[START OF Extract]

2. (2-16) Jesus’ genealogy through Joseph.
Abraham begot Isaac, Isaac begot Jacob, and Jacob begot Judah and his brothers. Judah begot Perez and Zerah by Tamar, Perez begot Hezron, and Hezron begot Ram. Ram begot Amminadab, Amminadab begot Nahshon, and Nahshon begot Salmon. Salmon begot Boaz by Rahab, Boaz begot Obed by Ruth, Obed begot Jesse, and Jesse begot David the king. David the king begot Solomon by her who had been the wife of Uriah. Solomon begot Rehoboam, Rehoboam begot Abijah, and Abijah begot Asa. Asa begot Jehoshaphat, Jehoshaphat begot Joram, and Joram begot Uzziah. Uzziah begot Jotham, Jotham begot Ahaz, and Ahaz begot Hezekiah. Hezekiah begot Manasseh, Manasseh begot Amon, and Amon begot Josiah. Josiah begot Jeconiah and his brothers about the time they were carried away to Babylon. And after they were brought to Babylon, Jeconiah begot Shealtiel, and Shealtiel begot Zerubbabel. Zerubbabel begot Abiud, Abiud begot Eliakim, and Eliakim begot Azor. Azor begot Zadok, Zadok begot Achim, and Achim begot Eliud. Eliud begot Eleazar, Eleazar begot Matthan, and Matthan begot Jacob. And Jacob begot Joseph the husband of Mary, of whom was born Jesus who is called Christ.
a. Abraham . . . Joseph: This genealogy establishes Jesus’ claim to the throne of David through his adoptive father Joseph. This is not blood lineage of Jesus through Mary, but the legal lineage of Jesus through Joseph. The Gospel of Luke provides Jesus’ blood lineage through Mary.
i. “The Jews set much store by genealogies, and to Jewish Christians the Messiahship of Jesus depended on its being proved that he was a descendant of David.” (Bruce)
ii. There are some genuine problems in sorting out the details of this genealogy, and reconciling some points to both Luke’s record and those found in the Old Testament.
iii. The author is persuaded that Matthew records the genealogical record of Joseph and Luke the record of Mary; but this is not accepted without dispute by some. “Few would guess simply by reading Luke that he is giving Mary’s genealogy. The theory stems, not from the text of Luke, but from the need to harmonize the two genealogies. On the face of it, both Matthew and Luke aim to give Joseph’s genealogy.” (Carson)

[END OF Extract]

Requirement a: Collect every line of the entries that contains the word "railing", copying each one unchanged.
The entries that come next are unrelated to the genealogy passage.

[START OF Extracted entries]

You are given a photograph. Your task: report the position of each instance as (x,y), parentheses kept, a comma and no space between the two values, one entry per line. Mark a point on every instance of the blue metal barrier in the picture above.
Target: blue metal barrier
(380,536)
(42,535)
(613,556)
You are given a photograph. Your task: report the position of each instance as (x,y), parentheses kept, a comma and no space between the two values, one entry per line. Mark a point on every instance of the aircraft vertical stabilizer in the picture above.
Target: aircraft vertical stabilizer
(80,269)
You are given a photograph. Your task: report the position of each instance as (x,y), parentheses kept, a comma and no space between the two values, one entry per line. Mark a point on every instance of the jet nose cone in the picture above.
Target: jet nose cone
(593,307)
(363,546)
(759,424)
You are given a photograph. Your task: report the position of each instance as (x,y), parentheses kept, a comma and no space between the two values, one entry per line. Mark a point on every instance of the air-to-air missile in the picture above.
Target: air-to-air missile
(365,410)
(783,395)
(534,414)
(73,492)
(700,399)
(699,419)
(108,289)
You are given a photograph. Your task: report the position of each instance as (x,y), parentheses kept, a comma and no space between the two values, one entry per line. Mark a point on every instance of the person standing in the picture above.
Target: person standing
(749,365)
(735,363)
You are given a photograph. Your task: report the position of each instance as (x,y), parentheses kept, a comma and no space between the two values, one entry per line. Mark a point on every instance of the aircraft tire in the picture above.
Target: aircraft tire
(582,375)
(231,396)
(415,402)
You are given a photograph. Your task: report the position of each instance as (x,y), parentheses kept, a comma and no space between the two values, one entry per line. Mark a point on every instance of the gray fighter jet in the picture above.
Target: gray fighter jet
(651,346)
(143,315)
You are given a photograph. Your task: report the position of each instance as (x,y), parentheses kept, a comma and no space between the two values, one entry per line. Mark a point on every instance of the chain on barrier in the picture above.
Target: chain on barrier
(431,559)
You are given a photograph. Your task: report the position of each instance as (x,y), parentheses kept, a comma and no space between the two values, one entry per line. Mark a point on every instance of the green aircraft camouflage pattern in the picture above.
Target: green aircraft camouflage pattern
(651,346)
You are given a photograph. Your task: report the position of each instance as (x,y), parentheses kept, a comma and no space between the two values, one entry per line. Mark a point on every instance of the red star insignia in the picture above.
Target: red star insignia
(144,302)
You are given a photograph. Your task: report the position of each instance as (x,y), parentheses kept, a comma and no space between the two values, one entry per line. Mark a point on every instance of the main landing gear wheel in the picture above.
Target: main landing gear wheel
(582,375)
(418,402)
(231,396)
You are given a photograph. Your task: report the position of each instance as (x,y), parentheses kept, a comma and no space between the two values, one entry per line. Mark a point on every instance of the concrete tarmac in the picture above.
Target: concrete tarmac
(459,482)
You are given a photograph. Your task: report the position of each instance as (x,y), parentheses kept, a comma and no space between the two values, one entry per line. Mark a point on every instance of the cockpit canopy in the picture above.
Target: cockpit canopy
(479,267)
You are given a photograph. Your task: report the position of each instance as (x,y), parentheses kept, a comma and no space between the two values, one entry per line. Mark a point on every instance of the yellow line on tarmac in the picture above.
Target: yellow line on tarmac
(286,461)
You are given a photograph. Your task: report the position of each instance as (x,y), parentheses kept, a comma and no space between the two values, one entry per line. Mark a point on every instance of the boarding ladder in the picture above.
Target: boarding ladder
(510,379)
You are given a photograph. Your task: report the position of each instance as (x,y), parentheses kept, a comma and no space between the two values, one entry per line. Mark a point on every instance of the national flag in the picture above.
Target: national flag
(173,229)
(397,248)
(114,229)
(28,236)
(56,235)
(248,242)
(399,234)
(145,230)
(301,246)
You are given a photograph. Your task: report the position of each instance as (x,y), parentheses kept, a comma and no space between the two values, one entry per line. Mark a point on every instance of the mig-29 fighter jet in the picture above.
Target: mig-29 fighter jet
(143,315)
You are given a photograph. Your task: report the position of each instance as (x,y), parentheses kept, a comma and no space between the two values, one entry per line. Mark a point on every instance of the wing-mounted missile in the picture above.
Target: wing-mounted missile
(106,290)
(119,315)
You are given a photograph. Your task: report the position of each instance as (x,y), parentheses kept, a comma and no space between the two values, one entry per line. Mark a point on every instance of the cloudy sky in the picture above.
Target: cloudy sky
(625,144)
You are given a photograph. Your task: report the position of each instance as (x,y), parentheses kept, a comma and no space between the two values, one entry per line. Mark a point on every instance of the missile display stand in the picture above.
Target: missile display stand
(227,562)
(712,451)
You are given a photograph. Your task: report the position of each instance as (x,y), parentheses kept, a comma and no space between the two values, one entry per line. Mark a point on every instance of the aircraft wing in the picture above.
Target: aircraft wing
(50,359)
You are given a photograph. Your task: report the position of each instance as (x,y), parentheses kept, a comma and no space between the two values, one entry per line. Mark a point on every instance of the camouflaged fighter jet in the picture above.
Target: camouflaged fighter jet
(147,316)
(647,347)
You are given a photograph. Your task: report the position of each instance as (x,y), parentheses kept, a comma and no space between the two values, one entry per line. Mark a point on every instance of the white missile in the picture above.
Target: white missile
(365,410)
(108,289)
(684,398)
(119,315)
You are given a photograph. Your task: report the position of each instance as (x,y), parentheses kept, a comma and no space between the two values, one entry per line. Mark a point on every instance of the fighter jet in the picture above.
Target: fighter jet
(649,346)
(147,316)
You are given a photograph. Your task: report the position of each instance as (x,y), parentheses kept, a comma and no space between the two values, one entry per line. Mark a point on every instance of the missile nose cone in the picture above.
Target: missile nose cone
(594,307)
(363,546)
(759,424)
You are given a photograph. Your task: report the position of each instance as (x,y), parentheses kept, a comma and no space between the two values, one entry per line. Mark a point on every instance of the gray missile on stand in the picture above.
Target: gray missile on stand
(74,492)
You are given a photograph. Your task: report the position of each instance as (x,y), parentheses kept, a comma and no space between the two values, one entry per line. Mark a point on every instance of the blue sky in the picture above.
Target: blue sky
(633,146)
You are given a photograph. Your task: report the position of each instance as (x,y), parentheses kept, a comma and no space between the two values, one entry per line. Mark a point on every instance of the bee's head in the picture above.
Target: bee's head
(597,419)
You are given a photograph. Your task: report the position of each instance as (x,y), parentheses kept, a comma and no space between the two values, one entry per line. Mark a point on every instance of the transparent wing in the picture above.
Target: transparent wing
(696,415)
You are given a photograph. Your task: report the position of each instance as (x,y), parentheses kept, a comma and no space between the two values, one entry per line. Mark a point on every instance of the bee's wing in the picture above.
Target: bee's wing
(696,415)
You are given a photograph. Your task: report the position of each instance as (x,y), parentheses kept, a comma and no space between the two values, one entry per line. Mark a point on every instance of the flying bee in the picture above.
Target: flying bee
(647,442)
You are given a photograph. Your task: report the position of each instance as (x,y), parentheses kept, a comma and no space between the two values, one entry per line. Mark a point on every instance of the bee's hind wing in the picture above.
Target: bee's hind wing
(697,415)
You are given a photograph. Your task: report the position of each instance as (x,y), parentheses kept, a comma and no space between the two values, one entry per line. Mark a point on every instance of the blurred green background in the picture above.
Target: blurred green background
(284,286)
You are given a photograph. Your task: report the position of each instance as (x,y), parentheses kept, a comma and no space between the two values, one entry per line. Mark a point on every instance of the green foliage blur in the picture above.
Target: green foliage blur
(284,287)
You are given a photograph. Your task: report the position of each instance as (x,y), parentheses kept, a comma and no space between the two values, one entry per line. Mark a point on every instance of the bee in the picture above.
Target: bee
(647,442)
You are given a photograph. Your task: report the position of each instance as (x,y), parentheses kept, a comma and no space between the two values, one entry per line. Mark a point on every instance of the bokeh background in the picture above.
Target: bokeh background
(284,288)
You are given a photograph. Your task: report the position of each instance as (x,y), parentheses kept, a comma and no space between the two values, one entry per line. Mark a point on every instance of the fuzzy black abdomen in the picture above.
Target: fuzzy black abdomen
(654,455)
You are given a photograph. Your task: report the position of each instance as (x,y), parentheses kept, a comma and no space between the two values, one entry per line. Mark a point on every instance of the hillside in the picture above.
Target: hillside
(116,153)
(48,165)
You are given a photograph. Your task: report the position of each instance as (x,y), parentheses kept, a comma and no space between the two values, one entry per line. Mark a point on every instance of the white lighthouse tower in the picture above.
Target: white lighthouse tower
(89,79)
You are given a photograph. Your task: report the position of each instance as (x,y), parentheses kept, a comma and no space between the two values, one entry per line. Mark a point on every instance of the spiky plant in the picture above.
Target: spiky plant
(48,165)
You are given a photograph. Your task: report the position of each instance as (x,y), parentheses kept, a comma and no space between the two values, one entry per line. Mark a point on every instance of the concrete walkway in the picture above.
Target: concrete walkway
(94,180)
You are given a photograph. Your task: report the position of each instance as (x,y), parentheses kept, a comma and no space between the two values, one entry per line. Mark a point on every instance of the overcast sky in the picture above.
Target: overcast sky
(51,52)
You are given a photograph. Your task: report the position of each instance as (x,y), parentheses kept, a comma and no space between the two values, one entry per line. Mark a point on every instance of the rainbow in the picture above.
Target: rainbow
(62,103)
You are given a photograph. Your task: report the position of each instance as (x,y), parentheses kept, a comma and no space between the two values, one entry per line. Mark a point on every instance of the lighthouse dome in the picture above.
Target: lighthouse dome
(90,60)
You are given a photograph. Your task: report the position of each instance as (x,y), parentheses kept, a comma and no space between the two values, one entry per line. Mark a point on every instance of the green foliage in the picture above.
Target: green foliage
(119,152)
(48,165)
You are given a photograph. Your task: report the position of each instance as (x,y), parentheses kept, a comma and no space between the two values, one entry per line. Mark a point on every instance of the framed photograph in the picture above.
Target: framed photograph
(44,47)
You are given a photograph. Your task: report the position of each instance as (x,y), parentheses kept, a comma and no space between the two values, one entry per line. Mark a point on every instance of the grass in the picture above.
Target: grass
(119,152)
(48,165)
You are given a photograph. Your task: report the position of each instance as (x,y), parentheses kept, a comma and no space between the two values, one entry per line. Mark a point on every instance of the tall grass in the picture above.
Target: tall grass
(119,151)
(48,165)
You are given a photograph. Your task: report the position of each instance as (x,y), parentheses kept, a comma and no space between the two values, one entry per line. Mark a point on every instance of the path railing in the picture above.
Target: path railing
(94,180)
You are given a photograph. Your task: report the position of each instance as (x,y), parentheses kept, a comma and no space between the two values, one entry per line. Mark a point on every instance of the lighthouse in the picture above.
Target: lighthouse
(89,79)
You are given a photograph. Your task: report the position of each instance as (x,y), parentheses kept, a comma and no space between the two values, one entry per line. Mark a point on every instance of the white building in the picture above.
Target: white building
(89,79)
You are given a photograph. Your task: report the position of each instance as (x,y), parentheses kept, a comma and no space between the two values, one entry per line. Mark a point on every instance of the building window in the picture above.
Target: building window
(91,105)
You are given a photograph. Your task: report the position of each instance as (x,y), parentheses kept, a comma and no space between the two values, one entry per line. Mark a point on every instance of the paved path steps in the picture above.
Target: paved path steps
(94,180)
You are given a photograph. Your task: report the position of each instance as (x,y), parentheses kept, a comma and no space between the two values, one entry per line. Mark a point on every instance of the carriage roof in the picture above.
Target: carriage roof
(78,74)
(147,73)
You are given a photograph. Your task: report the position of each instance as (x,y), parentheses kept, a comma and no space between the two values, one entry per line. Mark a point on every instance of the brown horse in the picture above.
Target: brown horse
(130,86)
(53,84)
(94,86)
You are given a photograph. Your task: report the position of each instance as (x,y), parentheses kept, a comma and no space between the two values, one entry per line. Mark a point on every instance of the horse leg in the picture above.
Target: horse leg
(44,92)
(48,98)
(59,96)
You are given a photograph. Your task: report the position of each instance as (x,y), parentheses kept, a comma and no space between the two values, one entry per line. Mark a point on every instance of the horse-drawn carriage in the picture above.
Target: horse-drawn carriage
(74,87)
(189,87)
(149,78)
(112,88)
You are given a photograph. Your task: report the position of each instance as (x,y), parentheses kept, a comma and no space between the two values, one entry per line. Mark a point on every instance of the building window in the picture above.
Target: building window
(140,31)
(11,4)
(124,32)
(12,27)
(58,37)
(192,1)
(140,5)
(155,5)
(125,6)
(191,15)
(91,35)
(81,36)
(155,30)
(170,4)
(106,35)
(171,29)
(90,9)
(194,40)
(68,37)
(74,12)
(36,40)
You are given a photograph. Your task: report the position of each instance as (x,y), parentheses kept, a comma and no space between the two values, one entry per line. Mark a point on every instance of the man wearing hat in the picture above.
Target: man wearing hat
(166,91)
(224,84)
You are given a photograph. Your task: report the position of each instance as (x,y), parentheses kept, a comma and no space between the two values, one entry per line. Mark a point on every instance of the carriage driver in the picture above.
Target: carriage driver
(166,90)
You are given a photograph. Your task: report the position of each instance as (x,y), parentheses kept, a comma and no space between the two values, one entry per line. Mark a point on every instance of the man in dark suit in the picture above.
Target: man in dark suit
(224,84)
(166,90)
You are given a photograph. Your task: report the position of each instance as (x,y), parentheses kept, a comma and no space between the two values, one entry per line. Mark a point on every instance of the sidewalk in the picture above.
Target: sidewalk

[END OF Extracted entries]

Requirement b: Pull out the portion of the genealogy passage between "ii. There are" and "the Old Testament.", inclusive, word for word.

Response a:
You are given a photograph. Your task: report the position of each instance as (x,y), parentheses kept, a comma and no space between the two values, one entry per line. Mark a point on every instance of the path railing in the picture above.
Target: path railing

Response b:
ii. There are some genuine problems in sorting out the details of this genealogy, and reconciling some points to both Luke’s record and those found in the Old Testament.